* start *
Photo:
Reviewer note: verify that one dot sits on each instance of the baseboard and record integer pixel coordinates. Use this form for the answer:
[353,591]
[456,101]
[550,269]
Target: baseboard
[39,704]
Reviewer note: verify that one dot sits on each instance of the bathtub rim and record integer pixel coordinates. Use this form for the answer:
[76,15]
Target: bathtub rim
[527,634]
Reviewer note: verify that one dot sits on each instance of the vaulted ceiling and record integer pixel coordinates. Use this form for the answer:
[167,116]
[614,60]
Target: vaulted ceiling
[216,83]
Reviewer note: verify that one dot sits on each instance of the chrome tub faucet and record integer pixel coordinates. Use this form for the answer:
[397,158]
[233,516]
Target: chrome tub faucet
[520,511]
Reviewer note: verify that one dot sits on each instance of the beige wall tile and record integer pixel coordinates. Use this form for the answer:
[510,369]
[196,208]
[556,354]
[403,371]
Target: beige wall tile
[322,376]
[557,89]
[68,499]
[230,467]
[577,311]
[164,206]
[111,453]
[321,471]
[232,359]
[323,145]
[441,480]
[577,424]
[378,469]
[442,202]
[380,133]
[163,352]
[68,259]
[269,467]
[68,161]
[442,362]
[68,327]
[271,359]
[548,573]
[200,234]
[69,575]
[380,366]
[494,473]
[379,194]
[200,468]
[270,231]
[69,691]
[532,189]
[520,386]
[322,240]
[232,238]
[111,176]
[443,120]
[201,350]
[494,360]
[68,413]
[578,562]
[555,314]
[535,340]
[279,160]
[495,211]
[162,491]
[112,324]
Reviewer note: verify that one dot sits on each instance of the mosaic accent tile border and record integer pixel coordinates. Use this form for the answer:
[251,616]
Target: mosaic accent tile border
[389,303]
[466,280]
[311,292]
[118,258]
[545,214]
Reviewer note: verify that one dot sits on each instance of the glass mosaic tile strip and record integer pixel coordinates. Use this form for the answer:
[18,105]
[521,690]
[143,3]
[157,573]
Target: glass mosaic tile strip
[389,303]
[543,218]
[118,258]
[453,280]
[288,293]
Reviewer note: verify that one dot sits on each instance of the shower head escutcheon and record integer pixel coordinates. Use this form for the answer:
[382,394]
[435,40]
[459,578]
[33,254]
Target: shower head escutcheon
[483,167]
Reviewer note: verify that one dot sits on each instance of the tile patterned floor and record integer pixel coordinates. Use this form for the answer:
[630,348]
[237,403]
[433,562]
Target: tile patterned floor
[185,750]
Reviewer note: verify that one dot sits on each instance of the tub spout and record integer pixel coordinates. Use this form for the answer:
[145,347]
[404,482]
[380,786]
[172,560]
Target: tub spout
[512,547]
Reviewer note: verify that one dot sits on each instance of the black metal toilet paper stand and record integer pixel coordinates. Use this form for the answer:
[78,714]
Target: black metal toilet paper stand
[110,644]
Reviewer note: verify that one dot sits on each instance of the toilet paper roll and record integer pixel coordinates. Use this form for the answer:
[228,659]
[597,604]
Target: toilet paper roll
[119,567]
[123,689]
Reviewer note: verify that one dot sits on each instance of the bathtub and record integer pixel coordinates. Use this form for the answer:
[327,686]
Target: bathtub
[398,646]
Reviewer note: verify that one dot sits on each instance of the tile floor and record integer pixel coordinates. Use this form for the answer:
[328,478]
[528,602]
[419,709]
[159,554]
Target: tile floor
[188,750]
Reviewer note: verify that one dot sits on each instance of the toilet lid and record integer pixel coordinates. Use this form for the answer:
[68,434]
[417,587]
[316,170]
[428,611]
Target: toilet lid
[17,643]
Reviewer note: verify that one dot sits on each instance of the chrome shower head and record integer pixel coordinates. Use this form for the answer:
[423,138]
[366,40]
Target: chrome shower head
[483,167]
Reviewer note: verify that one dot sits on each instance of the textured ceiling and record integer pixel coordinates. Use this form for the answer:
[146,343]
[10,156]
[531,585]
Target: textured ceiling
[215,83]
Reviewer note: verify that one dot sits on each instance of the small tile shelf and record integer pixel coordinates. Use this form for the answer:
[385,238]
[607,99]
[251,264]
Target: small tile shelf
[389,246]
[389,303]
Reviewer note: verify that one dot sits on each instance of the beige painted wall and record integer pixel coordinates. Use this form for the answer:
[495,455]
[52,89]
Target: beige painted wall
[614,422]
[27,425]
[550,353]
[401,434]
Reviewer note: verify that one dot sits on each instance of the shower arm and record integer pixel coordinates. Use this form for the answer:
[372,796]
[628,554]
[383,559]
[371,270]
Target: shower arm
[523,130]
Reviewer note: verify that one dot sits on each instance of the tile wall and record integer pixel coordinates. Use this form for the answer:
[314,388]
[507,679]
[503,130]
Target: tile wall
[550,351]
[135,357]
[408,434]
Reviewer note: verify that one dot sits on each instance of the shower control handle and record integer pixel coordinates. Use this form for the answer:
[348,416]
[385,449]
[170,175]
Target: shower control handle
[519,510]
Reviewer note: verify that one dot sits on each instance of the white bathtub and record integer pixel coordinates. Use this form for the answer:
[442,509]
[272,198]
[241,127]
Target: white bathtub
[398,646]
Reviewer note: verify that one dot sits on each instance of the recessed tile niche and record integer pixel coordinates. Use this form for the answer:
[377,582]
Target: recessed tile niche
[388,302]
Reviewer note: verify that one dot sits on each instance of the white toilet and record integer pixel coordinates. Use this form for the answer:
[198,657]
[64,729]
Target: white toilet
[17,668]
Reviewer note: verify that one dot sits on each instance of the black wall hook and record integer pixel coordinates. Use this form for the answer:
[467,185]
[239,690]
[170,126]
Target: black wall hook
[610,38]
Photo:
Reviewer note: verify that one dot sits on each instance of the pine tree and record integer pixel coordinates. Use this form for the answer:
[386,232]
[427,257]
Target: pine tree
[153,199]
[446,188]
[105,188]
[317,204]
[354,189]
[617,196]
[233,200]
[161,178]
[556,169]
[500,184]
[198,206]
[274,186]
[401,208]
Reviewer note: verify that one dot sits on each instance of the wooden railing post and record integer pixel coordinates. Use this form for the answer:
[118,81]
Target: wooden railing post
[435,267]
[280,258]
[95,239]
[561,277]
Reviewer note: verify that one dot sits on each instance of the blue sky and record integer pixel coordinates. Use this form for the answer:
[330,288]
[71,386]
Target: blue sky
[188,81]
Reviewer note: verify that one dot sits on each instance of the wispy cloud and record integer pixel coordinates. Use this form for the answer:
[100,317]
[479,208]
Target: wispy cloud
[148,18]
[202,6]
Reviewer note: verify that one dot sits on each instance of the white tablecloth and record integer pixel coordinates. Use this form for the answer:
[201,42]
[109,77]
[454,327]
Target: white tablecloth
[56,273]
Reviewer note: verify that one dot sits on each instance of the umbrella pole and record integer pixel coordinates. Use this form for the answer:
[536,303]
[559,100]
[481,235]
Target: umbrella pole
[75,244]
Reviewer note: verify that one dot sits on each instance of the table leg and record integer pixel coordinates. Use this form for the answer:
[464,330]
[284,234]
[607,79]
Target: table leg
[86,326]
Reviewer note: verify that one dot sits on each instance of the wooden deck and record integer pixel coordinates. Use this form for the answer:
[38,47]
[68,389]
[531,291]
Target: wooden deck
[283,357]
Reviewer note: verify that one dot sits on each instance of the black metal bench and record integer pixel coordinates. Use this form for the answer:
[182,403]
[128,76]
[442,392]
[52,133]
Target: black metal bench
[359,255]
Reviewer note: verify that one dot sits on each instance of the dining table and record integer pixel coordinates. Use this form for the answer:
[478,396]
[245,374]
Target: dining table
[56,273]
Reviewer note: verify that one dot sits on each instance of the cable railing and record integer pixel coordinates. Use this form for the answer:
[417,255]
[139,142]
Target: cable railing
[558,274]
* end *
(Written request): Write out each line of the data above again, exactly as given.

(Worked answer):
Photo:
Reviewer note: verify that one dot sits on each instance of the baseboard and record integer pixel coordinates. Use this form for the answer:
[353,591]
[456,101]
[550,269]
Target: baseboard
[39,704]
Reviewer note: verify that one dot sits on each instance of the bathtub rim and record integer pixel coordinates. Use this form for the answer:
[76,15]
Target: bathtub rim
[527,634]
Reviewer note: verify that one dot sits on each instance of the vaulted ceiling and record integer pixel coordinates. Use this form for the answer:
[167,116]
[614,60]
Target: vaulted ceiling
[216,83]
Reviewer note: verify that one dot sits on each instance of the chrome tub faucet and record integer pixel coordinates. Use this form for the answer:
[397,158]
[233,516]
Target: chrome tub faucet
[520,511]
Reviewer note: verify that one dot sits on each instance of the beige wall tile and record integer pixel coordinates. Use this form for the answer:
[510,369]
[196,208]
[556,354]
[403,371]
Target: beige wall tile
[322,376]
[557,89]
[68,499]
[230,467]
[577,311]
[164,206]
[111,453]
[321,471]
[232,359]
[323,145]
[441,480]
[577,424]
[378,469]
[442,202]
[380,133]
[163,352]
[68,259]
[269,467]
[68,161]
[442,362]
[68,327]
[271,359]
[548,573]
[200,234]
[69,575]
[380,366]
[494,473]
[379,194]
[200,468]
[270,231]
[69,691]
[532,189]
[520,386]
[322,240]
[232,238]
[111,176]
[443,120]
[201,350]
[494,360]
[68,413]
[578,562]
[555,314]
[535,340]
[279,160]
[495,211]
[162,491]
[112,324]
Reviewer note: verify that one dot sits on each instance of the mosaic accent tile border and record integer pixel coordinates. Use this form for the answer:
[251,616]
Target: mosaic accent tile border
[389,303]
[466,280]
[311,292]
[118,258]
[545,214]
Reviewer note: verify that one dot sits on each instance of the glass mosaic tile strip and record integer pixel coordinates. Use this form for the answer:
[18,105]
[521,690]
[143,3]
[157,573]
Target: glass mosaic tile strip
[389,303]
[543,218]
[118,258]
[453,280]
[288,293]
Reviewer note: verify that one dot sits on each instance of the shower head escutcheon and record integer pixel coordinates. Use this form for the answer:
[382,394]
[435,40]
[459,578]
[33,254]
Target: shower head escutcheon
[483,167]
Reviewer note: verify that one dot sits on each instance of the tile patterned floor and record integer pixel coordinates. Use this form for the answer:
[630,348]
[237,403]
[433,562]
Target: tile patterned floor
[185,750]
Reviewer note: verify that one dot sits on each instance of the tub spout and record integer pixel coordinates. Use this form for the answer:
[145,347]
[404,482]
[380,786]
[172,560]
Target: tub spout
[512,547]
Reviewer note: verify that one dot sits on each instance of the black metal toilet paper stand and record integer pixel coordinates. Use this form for the answer:
[78,714]
Target: black metal toilet paper stand
[110,644]
Reviewer note: verify that one dot sits on each instance of the toilet paper roll and record integer pixel coordinates. Use this form for the answer:
[228,659]
[597,604]
Target: toilet paper roll
[119,567]
[123,689]
Reviewer note: verify that one dot sits on each instance of the bathtub and record integer pixel coordinates. Use this form for the answer:
[327,686]
Target: bathtub
[398,646]
Reviewer note: verify that one dot sits on each instance of the tile floor and record integer pixel coordinates. Use this form for the answer:
[328,478]
[528,602]
[419,709]
[159,554]
Target: tile floor
[188,750]
Reviewer note: verify that one dot sits on each instance of the toilet lid and record integer pixel coordinates. Use this form for the answer:
[68,434]
[417,587]
[316,170]
[428,611]
Target: toilet lid
[17,643]
Reviewer note: verify that one dot sits on each instance of the chrome shower head and record integer pixel coordinates. Use this form for the answer:
[423,138]
[366,40]
Target: chrome shower head
[483,167]
Reviewer note: verify that one dot sits on each instance of the textured ceiling and record integer pixel coordinates. Use this form for the answer:
[146,343]
[10,156]
[531,585]
Target: textured ceiling
[215,83]
Reviewer note: verify that one dot sits on each instance of the small tile shelf and record integer pixel coordinates. Use this form for the answer:
[385,238]
[607,99]
[251,264]
Target: small tile shelf
[389,246]
[389,303]
Reviewer note: verify that one dot sits on each instance of the beige painted wall and record integer pixel coordinates. Use this form for the answer:
[495,455]
[52,89]
Target: beige painted wall
[614,422]
[27,425]
[550,353]
[401,434]
Reviewer note: verify that one dot sits on each instance of the shower arm and record integer pixel coordinates. Use this form for the answer:
[372,796]
[628,554]
[383,559]
[371,270]
Target: shower arm
[523,130]
Reviewer note: verify that one dot sits on each instance of the tile wall and record integer pixel coordinates. Use this form for the answer:
[314,388]
[507,679]
[503,130]
Target: tile wall
[550,351]
[135,357]
[408,434]
Reviewer note: verify that one dot sits on each instance of the shower control handle and record integer pixel coordinates. Use this form for the answer:
[348,416]
[385,449]
[170,175]
Target: shower control handle
[519,510]
Reviewer note: verify that one dot sits on each instance of the white bathtub and record integer pixel coordinates. Use this form for the answer:
[442,509]
[272,198]
[241,127]
Target: white bathtub
[398,646]
Reviewer note: verify that one dot sits on each instance of the recessed tile niche and record integer pixel coordinates. Use this form for the answer:
[377,582]
Target: recessed tile niche
[388,302]
Reviewer note: verify that one dot sits on each instance of the white toilet and record integer pixel coordinates. Use this form for the answer:
[198,657]
[64,729]
Target: white toilet
[17,668]
Reviewer note: verify that one dot sits on each instance of the black wall hook and record integer pixel coordinates. Use this form for the answer:
[467,185]
[239,690]
[170,126]
Target: black wall hook
[610,38]
Photo:
Reviewer note: verify that one dot sits on each instance of the pine tree and record integer pixel coordinates. Use this form for the answer:
[386,232]
[427,257]
Target: pine tree
[153,199]
[446,188]
[105,188]
[317,204]
[354,189]
[617,196]
[233,200]
[161,178]
[556,169]
[500,184]
[198,206]
[274,186]
[401,208]
Reviewer note: verify that one dot sits on each instance of the wooden railing post and record integer pixel coordinates. Use this form for the answer:
[118,81]
Target: wooden railing post
[435,267]
[280,258]
[95,239]
[561,277]
Reviewer note: verify that one dot sits on each instance of the blue sky and record integer pixel coordinates. Use this form for the answer:
[330,288]
[71,386]
Target: blue sky
[188,81]
Reviewer note: verify that one dot sits on each instance of the wispy cloud and record integer pixel coordinates. Use this form for the answer:
[100,317]
[479,208]
Target: wispy cloud
[148,18]
[202,6]
Reviewer note: verify that one dot sits on each instance of the white tablecloth and record integer pixel coordinates. Use this form for the answer:
[201,42]
[109,77]
[454,327]
Target: white tablecloth
[56,273]
Reviewer note: verify that one dot sits on each instance of the umbrella pole and record integer pixel coordinates. Use this form for the answer:
[536,303]
[559,100]
[481,235]
Target: umbrella pole
[75,244]
Reviewer note: verify that one dot sits on each instance of the table leg and record integer pixel coordinates. Use this form for the answer:
[464,330]
[284,234]
[607,79]
Target: table leg
[86,326]
Reviewer note: verify that one dot sits on each instance of the wooden deck and record integer pixel coordinates. Use this form for the answer:
[38,47]
[68,389]
[531,291]
Target: wooden deck
[283,357]
Reviewer note: verify that one dot sits on each instance of the black metal bench and record integer pixel coordinates. Use this form for the answer:
[182,403]
[128,76]
[442,392]
[52,133]
Target: black metal bench
[359,255]
Reviewer note: verify that one dot sits on each instance of the dining table and record integer pixel coordinates. Use this form for the answer:
[478,396]
[245,374]
Target: dining table
[56,273]
Reviewer note: verify that one dot sits on each instance of the cable railing and record integer pixel coordinates. Use this form for the answer:
[417,255]
[139,142]
Target: cable railing
[558,274]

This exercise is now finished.